### Problems
1. Please repeat the part of the Huffman rack thread between "## dfa242 (Oct" and "tried it without?", inclusive.
2. Translate this sentence from the Huffman rack thread into Spanish: "I didn't have a rack on when we went to San Francisco."

# '37 Huffman SS rack (opinions wanted)



## 37fleetwood (Oct 31, 2012)

still in the hunting gathering stage, but thought I would basically put it together in the general configuration in which it will end up. sorry it really isn't ready for viewing. one interesting idea I had was to use a later Huffman rack mount to avoid having the legs to the rack crossing the swooping lines of the rear of the bike. it's basically the same type rack, just no legs. just some creative license so feel free to voice your opinions. it's just sitting loosely on there, there is still some adjusting to do, this is just to get an idea what it may look like. in case you have a really good imagination, I'm going to paint it the original color scheme. the frame etc. will be a pale yellow similar to the color on the tank, with black trim and red pin stripes. the fenders are reverse so black with yellow darts and red pins. the rack will be yellow or black, I haven't decided.


----------



## dfa242 (Oct 31, 2012)

Maybe it's just me, but I think that streamlined rear end is so cool maybe it doesn't need a rack - have you tried it without?


----------



## 37fleetwood (Oct 31, 2012)

I didn't have a rack on when we went to San Francisco. there were several other differences as well.

### Data records
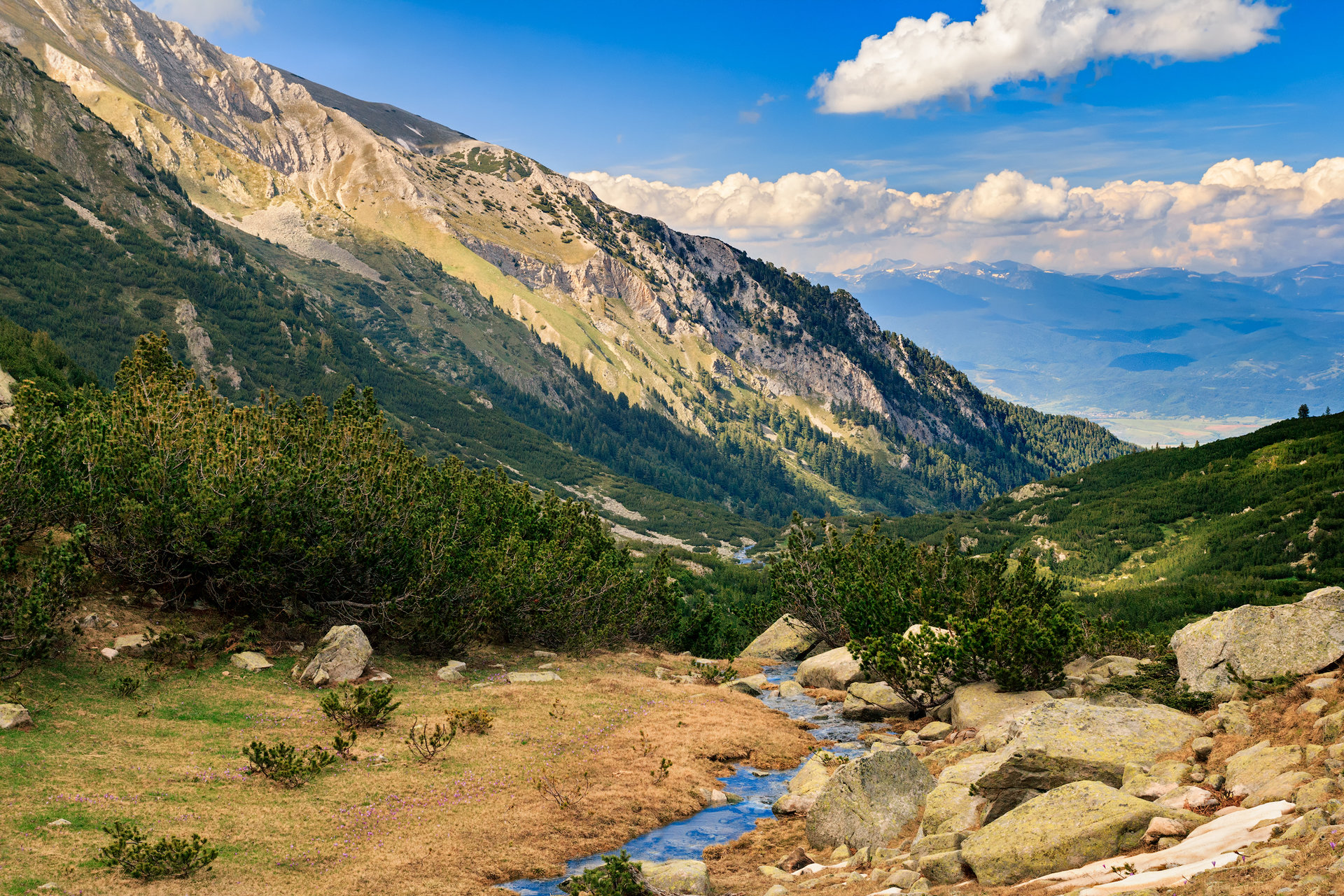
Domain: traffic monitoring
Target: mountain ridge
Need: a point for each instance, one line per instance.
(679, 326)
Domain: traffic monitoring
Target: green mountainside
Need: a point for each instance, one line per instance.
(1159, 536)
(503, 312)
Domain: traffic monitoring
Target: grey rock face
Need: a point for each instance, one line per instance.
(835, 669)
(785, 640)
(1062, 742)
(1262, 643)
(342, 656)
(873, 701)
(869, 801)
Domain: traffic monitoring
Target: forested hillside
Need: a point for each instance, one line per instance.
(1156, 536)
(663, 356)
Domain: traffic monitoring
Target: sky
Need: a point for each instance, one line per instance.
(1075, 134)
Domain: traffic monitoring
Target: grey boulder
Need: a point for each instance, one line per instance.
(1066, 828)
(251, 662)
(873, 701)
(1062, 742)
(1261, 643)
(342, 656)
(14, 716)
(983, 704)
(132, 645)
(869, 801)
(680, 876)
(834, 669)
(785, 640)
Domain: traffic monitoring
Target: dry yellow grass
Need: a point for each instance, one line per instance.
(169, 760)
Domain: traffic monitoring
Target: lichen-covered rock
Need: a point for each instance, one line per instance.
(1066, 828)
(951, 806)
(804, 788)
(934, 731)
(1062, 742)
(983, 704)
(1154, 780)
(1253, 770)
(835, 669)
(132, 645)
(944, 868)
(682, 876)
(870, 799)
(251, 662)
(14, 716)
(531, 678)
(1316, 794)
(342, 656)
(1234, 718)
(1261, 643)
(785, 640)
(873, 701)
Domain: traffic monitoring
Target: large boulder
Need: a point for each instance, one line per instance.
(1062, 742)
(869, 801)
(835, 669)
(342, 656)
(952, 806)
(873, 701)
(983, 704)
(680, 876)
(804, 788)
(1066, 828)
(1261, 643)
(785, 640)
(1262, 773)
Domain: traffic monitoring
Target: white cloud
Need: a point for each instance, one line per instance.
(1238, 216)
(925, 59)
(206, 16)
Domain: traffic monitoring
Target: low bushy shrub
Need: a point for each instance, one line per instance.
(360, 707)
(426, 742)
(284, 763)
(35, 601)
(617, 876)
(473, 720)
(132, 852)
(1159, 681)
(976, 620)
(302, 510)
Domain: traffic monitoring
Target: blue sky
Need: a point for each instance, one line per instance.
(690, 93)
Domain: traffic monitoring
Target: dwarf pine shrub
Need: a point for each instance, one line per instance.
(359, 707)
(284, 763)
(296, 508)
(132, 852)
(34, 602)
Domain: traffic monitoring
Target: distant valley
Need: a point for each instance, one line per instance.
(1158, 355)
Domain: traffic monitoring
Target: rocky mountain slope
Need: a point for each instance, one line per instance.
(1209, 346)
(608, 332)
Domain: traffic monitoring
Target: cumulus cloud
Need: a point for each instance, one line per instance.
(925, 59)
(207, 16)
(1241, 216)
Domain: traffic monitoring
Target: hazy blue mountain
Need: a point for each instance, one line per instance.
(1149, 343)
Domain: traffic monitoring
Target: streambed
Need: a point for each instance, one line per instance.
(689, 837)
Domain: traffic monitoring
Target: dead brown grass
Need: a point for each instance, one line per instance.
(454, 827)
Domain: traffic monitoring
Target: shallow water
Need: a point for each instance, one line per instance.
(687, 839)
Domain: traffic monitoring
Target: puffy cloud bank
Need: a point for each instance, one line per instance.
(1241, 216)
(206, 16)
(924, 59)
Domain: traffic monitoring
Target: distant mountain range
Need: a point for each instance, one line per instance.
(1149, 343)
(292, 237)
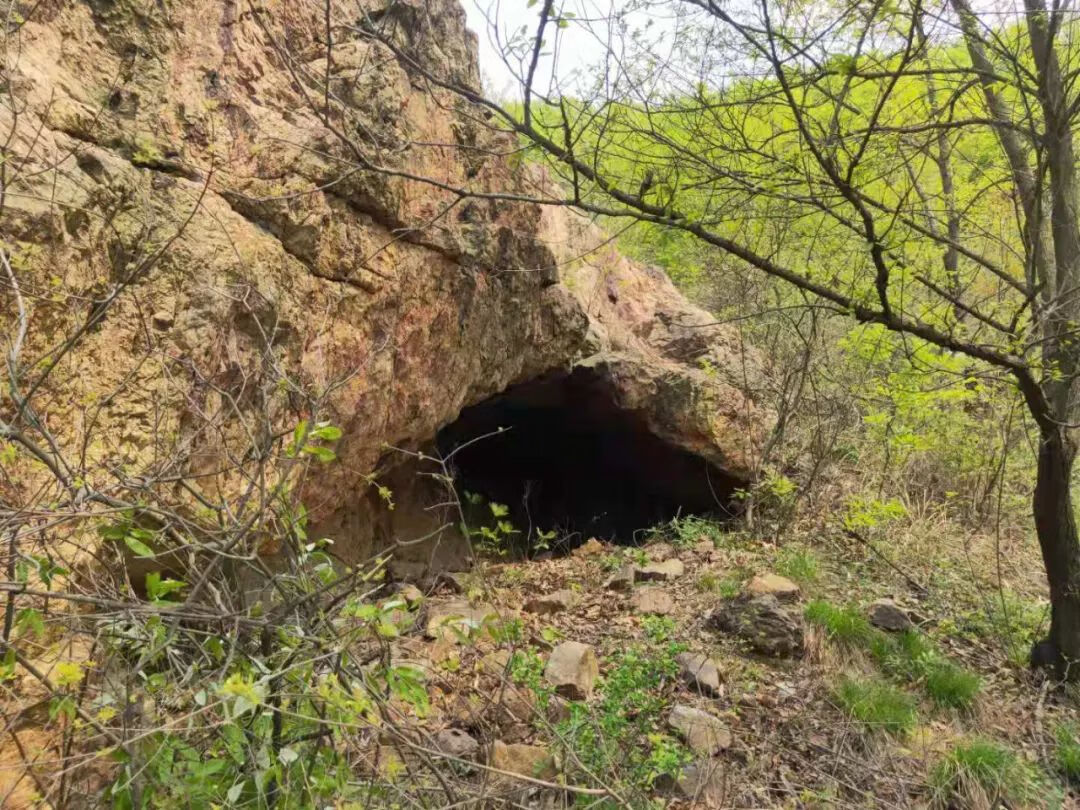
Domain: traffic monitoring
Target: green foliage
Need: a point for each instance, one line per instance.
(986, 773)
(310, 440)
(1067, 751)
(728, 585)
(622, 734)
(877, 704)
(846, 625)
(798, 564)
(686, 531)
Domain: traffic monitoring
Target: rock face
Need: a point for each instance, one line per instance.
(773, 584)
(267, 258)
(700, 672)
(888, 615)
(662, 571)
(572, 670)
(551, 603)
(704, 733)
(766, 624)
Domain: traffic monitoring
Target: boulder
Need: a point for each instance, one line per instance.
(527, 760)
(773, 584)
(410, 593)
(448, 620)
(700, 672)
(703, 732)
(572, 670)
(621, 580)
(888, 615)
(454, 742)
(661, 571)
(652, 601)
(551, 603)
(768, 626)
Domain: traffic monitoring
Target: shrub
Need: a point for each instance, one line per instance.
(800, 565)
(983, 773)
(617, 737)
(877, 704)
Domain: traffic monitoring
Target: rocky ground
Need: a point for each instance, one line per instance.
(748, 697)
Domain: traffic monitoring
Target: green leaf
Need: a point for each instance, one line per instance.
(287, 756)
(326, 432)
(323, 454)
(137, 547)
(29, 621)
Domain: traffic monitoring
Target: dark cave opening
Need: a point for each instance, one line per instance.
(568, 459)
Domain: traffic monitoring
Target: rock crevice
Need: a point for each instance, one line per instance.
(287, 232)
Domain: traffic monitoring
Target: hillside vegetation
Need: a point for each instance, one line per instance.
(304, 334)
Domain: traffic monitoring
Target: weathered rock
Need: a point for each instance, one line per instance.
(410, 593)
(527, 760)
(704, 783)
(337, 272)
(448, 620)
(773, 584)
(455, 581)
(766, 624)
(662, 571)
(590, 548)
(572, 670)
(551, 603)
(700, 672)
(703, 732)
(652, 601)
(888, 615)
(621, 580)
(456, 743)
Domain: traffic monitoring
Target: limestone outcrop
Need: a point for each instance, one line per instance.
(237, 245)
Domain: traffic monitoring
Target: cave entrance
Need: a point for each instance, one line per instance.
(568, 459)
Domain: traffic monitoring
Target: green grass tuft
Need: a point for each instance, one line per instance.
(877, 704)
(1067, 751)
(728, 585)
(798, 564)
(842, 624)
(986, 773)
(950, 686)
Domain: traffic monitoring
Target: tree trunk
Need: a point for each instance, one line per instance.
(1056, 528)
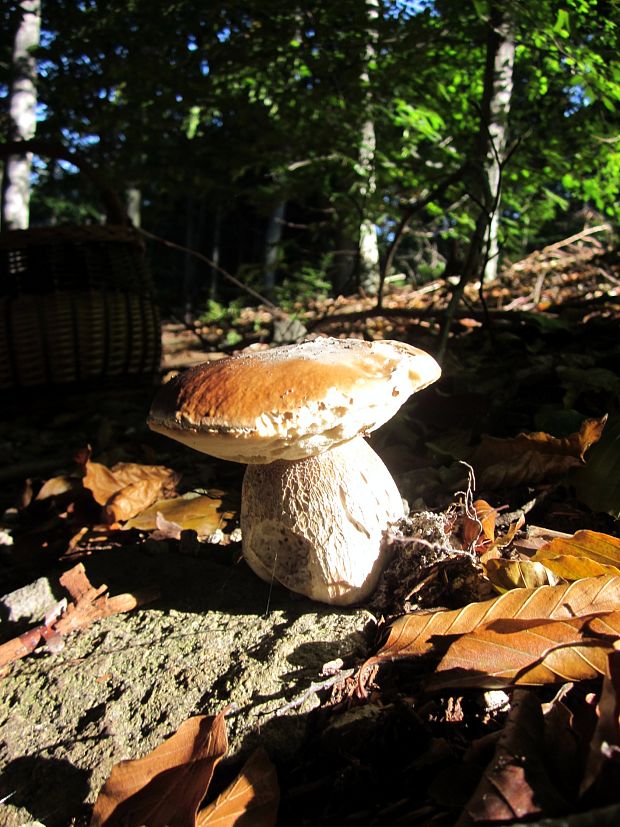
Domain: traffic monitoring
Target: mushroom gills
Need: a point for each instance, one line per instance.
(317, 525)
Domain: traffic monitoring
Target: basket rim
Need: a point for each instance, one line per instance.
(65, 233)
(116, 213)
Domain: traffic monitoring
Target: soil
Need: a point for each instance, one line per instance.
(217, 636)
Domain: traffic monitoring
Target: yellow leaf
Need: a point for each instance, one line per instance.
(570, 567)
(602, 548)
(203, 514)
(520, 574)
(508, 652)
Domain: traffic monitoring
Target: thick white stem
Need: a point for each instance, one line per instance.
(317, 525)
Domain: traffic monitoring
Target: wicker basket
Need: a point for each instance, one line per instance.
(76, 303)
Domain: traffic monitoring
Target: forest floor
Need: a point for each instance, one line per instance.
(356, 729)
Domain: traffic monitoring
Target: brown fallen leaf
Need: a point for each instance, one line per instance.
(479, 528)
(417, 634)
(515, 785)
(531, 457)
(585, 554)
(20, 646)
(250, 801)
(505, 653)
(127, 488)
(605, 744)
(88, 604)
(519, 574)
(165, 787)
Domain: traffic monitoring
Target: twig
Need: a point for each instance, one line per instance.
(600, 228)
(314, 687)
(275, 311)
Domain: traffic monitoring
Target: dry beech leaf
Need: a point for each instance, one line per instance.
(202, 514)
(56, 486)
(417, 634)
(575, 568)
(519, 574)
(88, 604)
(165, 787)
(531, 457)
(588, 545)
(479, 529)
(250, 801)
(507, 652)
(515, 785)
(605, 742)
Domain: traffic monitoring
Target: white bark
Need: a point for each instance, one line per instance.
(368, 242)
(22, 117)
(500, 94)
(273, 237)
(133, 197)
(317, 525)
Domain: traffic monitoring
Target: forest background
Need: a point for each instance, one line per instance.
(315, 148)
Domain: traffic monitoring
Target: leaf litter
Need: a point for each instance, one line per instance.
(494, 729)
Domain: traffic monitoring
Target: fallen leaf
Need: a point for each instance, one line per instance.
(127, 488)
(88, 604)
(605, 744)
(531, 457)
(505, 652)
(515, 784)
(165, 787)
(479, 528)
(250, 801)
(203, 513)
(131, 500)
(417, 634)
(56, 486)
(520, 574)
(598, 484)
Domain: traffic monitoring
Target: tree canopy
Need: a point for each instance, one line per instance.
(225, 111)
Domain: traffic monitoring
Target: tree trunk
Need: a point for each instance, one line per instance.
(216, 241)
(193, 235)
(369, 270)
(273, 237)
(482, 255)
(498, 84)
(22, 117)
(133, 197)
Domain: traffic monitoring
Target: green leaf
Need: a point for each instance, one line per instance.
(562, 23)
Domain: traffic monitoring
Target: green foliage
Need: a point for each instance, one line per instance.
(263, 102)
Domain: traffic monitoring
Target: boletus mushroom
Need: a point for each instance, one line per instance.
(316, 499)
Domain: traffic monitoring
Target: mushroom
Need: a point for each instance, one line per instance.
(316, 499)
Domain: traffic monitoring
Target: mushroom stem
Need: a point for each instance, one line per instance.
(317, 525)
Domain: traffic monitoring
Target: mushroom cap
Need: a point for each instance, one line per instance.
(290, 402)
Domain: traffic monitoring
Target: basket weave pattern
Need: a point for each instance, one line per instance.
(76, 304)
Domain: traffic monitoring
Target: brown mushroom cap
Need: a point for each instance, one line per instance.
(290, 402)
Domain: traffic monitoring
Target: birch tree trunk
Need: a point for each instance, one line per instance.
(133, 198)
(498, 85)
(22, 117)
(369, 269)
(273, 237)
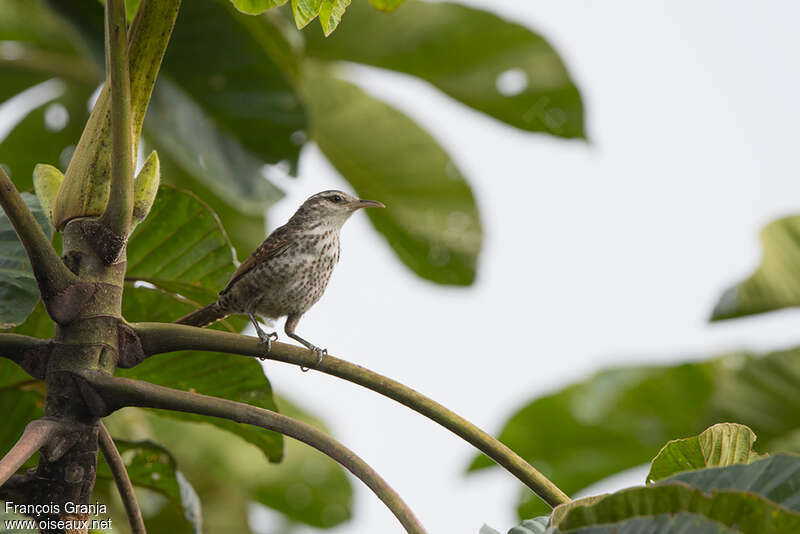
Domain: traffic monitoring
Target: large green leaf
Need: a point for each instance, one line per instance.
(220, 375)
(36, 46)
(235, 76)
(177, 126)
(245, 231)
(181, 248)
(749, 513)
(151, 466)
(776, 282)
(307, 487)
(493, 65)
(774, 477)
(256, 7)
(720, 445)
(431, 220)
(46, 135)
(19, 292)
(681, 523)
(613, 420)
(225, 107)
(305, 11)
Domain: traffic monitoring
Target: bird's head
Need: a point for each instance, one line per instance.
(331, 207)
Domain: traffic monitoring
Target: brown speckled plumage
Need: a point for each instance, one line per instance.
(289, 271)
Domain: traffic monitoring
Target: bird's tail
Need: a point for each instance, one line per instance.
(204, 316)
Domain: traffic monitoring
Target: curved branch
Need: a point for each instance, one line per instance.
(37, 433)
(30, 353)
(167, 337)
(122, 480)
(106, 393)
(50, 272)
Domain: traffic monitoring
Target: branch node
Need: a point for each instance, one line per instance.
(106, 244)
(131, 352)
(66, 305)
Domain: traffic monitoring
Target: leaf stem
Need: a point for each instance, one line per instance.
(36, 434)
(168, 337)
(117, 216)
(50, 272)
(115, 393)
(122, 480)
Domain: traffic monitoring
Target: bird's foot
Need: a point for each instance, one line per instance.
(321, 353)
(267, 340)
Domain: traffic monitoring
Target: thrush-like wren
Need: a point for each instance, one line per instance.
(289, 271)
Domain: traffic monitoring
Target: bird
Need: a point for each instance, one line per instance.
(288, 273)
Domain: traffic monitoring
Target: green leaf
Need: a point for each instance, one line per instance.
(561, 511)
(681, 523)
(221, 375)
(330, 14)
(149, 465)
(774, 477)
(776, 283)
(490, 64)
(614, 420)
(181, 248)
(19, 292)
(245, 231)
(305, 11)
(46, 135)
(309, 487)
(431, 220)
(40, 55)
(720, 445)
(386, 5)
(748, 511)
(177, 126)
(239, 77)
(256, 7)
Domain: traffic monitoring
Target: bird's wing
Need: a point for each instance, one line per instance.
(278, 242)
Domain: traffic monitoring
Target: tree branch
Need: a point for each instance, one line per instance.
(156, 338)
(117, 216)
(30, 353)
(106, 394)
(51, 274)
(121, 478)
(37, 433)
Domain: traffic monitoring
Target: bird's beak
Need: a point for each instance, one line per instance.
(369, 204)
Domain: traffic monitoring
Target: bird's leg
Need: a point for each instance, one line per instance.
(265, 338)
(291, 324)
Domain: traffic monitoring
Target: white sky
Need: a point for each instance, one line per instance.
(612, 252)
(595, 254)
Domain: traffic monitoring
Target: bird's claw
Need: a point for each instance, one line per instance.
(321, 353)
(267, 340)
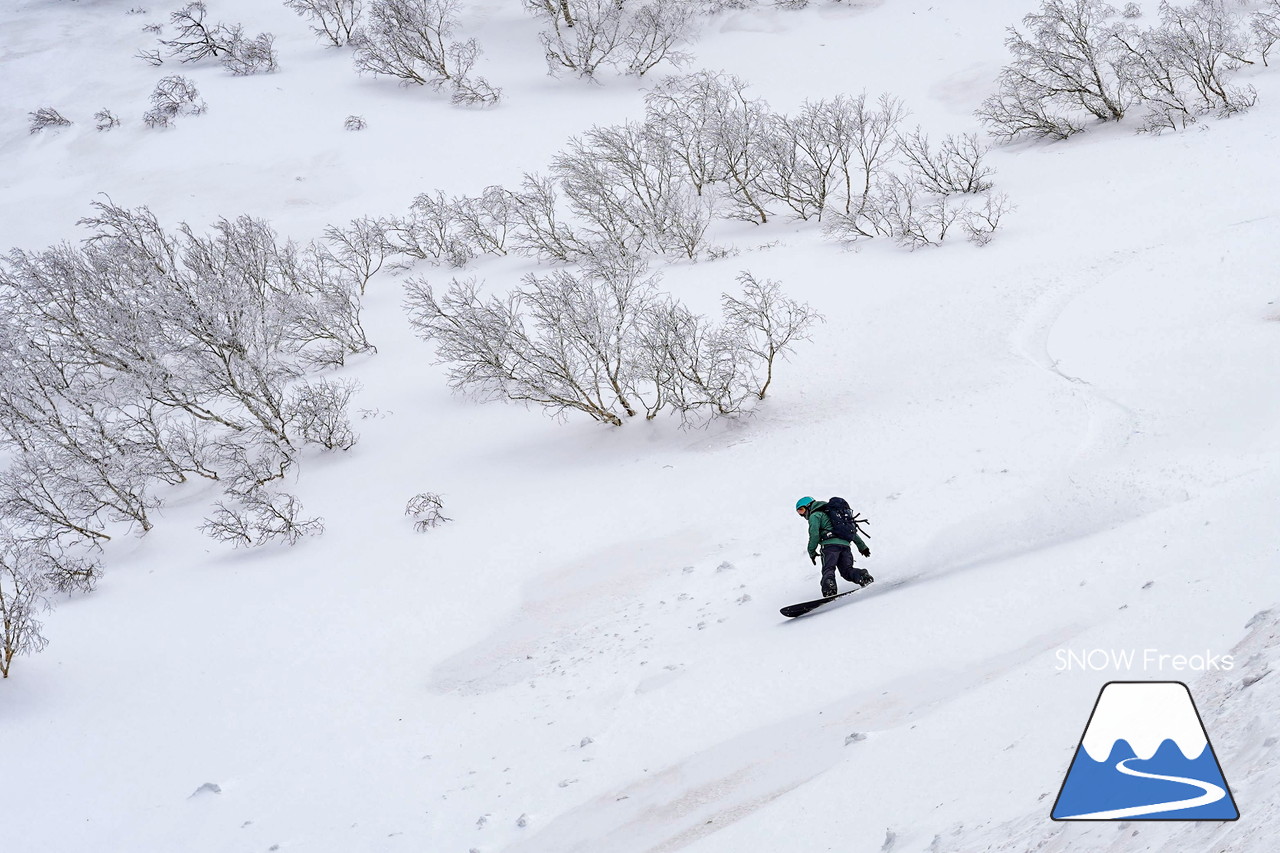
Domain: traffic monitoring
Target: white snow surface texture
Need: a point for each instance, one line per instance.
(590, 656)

### Solved tasks
1.
## dfa242 (Oct 31, 2012)

Maybe it's just me, but I think that streamlined rear end is so cool maybe it doesn't need a rack - have you tried it without?

2. No llevaba portaequipajes cuando fuimos a San Francisco.